# Problem requirements:
Gather the lines below that include the string "shaped", copying each in full.

# Available data:
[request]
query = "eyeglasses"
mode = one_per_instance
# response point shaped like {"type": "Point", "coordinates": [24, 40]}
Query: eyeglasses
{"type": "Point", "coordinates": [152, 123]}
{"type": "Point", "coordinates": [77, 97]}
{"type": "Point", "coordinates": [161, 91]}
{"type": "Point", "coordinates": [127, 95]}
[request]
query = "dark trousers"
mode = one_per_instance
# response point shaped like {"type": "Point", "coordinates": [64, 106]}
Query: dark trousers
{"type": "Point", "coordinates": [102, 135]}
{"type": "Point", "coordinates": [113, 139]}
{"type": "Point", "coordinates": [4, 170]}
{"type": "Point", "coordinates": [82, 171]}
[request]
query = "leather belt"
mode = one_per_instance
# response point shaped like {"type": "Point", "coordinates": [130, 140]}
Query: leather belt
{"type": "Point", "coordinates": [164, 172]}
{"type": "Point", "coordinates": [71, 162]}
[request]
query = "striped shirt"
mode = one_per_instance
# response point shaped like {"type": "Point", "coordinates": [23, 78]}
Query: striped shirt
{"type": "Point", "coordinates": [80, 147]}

# Worked solution:
# response point shaped like {"type": "Point", "coordinates": [24, 40]}
# response point shaped like {"type": "Point", "coordinates": [64, 106]}
# response point shaped like {"type": "Point", "coordinates": [130, 140]}
# response point shaped like {"type": "Point", "coordinates": [23, 78]}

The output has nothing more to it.